=== READING TEXT ===
Monday, June 27, 2016

Monday Morning, Finding Traction. . .

Not gonna lie. That Friday post was an effort of will, written despite a low mood and lack of energy, written because I wanted to wave at you before the weekend. I suppose I was naïve in not having anticipated some negativity, but by Saturday morning, I was seriously contemplating whether I want to continue blogging at all. Over-reaction, I know, and as the weekend progressed, this community once again demonstrated its thoughtfulness, kindness, and wisdom, although I did make the uncomfortable decision to delete one post. I did my best to answer each comment respectfully, but I have to tell you that the work that goes into these responses can be as tough and as time-consuming as what it takes to write a new post.

Meanwhile, the post that I've been trying to write for a week is STILL not completed, and I suspect your interest in my Ottawa/Montreal meet-ups must be waning. I'm trying to balance my commitment to promises I've made here with my own need for writing freedom.  And the post-moving fatigue is giving way to the exhaustion that results from doing too much (fun stuff!) in our new environment. . .

Plus, if you'll permit one more whine, all of this is happening right when I've got more new visitors streaming through (coming to see what I wore, sent by Sue ), and I wish I were better dressed, being more amusing, offering more scintillating perspectives, in order to convince them to join our conversation. . .

Because I know I'll get back on track very soon. Might even figure out a way to take decent What I Wore photos again, in this new space. . .  Might sort out how to channel some of my Instagram energy over this way (because that platform seems to suit my current moods better for the moment). .

Until I get my blogging energies and rhythms sorted, though, you might like to know that in my life off the screen, we're adjusting quite happily to an urban lifestyle. This weekend, besides the two separate overnight baby-sitting gigs, I also managed to

1. See Finding Dory with a seven-year-old (and Pater). Highly recommended, especially the seven-year-old part.

=== PROBLEM DESCRIPTION ===
Quote the blog post above in full, word for word.

=== RECORDED INFORMATION ===
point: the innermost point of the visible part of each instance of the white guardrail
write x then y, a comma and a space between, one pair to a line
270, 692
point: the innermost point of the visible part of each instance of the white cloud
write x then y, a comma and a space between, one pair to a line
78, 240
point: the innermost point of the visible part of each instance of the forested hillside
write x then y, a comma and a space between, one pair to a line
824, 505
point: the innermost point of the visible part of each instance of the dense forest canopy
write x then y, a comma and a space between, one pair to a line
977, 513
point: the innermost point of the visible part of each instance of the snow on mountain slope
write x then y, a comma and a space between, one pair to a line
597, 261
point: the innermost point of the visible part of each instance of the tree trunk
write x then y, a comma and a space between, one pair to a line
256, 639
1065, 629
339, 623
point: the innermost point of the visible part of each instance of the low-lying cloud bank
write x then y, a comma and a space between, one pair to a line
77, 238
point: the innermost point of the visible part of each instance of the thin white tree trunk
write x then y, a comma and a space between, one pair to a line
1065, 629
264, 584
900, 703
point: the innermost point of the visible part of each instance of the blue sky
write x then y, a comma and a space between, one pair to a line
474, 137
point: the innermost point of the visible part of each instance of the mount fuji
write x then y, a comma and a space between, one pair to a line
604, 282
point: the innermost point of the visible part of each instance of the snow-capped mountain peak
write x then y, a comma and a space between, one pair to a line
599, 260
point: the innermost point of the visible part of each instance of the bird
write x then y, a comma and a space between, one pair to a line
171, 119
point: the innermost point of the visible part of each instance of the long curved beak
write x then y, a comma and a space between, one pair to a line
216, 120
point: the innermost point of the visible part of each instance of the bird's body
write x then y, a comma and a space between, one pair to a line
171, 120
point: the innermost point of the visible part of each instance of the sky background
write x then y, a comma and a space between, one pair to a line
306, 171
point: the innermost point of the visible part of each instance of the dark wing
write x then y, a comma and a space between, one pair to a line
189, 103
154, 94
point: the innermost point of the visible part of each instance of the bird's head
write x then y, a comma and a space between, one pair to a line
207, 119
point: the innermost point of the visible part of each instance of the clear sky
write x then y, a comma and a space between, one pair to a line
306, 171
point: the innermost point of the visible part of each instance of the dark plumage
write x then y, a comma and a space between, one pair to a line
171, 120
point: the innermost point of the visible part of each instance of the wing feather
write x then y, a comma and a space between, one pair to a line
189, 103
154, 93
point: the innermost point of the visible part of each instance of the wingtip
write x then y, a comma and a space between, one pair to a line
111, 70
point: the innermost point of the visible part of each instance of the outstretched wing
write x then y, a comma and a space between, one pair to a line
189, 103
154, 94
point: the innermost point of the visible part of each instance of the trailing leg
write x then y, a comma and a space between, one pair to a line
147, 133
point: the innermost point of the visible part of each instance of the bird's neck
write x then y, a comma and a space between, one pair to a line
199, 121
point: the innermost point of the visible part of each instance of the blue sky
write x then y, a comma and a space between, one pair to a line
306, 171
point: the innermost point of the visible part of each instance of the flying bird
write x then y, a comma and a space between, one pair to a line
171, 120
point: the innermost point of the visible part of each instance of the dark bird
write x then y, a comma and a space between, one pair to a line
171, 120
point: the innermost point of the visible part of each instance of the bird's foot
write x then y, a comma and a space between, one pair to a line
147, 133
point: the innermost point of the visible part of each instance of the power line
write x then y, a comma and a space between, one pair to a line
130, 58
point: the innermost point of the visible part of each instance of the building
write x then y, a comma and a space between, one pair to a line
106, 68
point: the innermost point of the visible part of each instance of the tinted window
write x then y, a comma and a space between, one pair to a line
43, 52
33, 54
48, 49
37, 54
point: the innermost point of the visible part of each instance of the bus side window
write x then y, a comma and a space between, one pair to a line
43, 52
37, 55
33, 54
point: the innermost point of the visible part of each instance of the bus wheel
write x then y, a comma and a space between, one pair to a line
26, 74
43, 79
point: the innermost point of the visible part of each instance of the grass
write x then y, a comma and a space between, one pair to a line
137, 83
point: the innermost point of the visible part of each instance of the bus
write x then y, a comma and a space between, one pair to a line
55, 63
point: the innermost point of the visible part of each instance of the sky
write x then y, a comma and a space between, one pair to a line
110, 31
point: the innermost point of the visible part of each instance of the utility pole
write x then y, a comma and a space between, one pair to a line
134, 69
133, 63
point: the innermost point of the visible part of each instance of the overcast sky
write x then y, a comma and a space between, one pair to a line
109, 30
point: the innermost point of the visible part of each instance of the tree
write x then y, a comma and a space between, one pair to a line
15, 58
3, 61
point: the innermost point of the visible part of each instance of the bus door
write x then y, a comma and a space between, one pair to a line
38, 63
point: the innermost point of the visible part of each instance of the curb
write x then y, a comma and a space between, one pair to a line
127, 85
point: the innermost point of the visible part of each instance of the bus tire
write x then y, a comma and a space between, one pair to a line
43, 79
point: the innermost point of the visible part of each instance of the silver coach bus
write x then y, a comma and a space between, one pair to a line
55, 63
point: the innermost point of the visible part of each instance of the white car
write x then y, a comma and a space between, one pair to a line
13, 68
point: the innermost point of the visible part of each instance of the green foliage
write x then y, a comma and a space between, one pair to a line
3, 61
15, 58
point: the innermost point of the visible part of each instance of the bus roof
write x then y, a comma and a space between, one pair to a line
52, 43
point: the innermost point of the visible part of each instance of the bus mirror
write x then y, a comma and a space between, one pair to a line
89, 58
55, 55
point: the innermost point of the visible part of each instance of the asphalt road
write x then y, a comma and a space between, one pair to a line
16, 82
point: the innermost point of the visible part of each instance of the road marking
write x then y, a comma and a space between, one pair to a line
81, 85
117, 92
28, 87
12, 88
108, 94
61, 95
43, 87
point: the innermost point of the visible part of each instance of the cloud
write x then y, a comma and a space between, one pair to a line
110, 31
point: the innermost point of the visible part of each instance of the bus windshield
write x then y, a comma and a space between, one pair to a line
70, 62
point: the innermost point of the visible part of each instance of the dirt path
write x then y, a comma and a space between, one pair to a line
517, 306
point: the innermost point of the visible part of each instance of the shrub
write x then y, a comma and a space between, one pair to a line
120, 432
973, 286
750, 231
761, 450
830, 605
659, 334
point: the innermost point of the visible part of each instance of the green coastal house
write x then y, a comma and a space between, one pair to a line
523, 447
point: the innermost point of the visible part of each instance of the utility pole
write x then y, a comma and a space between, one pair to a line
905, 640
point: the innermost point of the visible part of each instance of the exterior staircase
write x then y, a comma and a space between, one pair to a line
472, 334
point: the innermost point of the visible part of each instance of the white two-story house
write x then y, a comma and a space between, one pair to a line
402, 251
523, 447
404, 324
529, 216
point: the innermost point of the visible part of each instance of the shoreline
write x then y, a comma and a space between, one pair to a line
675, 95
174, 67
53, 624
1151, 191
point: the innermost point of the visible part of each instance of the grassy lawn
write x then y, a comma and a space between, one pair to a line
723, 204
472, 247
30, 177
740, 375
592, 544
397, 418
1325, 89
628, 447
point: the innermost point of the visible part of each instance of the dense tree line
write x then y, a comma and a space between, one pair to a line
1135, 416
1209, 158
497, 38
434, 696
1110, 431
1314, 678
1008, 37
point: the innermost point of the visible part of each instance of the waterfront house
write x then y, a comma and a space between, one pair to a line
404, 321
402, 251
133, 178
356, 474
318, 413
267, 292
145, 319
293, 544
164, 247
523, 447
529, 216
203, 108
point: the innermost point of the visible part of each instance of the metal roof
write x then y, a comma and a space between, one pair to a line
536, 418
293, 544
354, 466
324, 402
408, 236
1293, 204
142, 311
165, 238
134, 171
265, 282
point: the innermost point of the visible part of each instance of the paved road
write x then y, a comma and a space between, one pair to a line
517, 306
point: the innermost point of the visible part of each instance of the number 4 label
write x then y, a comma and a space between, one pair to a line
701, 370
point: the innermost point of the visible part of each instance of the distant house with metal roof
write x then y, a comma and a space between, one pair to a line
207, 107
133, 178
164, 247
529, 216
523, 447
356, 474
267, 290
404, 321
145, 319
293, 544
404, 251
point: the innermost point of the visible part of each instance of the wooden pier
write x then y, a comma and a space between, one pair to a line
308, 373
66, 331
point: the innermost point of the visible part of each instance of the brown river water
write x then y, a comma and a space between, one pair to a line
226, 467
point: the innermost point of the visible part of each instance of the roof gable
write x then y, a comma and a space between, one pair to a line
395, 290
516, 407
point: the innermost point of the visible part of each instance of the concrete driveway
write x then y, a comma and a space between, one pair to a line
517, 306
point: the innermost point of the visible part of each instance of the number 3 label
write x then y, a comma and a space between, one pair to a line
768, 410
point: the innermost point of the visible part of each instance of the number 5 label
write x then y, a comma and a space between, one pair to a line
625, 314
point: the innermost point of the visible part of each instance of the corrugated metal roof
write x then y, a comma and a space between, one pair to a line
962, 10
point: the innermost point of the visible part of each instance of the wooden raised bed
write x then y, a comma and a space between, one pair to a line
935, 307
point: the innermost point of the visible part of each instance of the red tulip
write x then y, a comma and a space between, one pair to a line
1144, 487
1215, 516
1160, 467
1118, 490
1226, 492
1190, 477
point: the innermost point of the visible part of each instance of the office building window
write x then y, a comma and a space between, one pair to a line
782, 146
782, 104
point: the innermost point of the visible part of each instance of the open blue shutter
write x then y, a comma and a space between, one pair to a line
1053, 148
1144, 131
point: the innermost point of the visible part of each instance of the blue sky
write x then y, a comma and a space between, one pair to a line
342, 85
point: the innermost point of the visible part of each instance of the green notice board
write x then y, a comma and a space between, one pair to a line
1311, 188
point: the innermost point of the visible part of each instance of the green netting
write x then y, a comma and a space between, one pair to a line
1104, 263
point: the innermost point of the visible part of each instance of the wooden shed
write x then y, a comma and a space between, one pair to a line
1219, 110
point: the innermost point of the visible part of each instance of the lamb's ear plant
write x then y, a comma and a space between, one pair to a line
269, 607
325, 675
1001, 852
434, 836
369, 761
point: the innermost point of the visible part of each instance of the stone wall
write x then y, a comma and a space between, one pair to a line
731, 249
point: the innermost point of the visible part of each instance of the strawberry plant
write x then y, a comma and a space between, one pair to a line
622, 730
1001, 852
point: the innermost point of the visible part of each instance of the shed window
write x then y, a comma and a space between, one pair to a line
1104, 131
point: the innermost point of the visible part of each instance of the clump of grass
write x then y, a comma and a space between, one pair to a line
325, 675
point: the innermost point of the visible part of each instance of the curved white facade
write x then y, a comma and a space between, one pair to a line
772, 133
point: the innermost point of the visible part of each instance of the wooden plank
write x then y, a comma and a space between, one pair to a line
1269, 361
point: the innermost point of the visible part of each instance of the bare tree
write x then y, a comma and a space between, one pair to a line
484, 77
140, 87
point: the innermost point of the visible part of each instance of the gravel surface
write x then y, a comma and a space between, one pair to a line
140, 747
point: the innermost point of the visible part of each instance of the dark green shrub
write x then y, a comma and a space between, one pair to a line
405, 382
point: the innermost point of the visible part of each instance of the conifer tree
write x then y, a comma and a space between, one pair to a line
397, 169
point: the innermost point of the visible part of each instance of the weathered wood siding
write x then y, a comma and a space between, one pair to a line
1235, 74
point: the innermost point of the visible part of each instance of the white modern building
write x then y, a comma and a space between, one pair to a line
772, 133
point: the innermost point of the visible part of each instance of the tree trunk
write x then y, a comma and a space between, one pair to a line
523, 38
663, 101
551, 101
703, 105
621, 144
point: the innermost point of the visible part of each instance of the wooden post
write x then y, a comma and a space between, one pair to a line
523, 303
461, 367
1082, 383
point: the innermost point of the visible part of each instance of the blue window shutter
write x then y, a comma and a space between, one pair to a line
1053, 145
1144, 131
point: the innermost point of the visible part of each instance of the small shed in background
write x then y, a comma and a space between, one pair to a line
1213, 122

=== WRITTEN REPLY ===
Monday, June 27, 2016

Monday Morning, Finding Traction. . .

Not gonna lie. That Friday post was an effort of will, written despite a low mood and lack of energy, written because I wanted to wave at you before the weekend. I suppose I was naïve in not having anticipated some negativity, but by Saturday morning, I was seriously contemplating whether I want to continue blogging at all. Over-reaction, I know, and as the weekend progressed, this community once again demonstrated its thoughtfulness, kindness, and wisdom, although I did make the uncomfortable decision to delete one post. I did my best to answer each comment respectfully, but I have to tell you that the work that goes into these responses can be as tough and as time-consuming as what it takes to write a new post.

Meanwhile, the post that I've been trying to write for a week is STILL not completed, and I suspect your interest in my Ottawa/Montreal meet-ups must be waning. I'm trying to balance my commitment to promises I've made here with my own need for writing freedom.  And the post-moving fatigue is giving way to the exhaustion that results from doing too much (fun stuff!) in our new environment. . .

Plus, if you'll permit one more whine, all of this is happening right when I've got more new visitors streaming through (coming to see what I wore, sent by Sue ), and I wish I were better dressed, being more amusing, offering more scintillating perspectives, in order to convince them to join our conversation. . .

Because I know I'll get back on track very soon. Might even figure out a way to take decent What I Wore photos again, in this new space. . .  Might sort out how to channel some of my Instagram energy over this way (because that platform seems to suit my current moods better for the moment). .

Until I get my blogging energies and rhythms sorted, though, you might like to know that in my life off the screen, we're adjusting quite happily to an urban lifestyle. This weekend, besides the two separate overnight baby-sitting gigs, I also managed to

1. See Finding Dory with a seven-year-old (and Pater). Highly recommended, especially the seven-year-old part.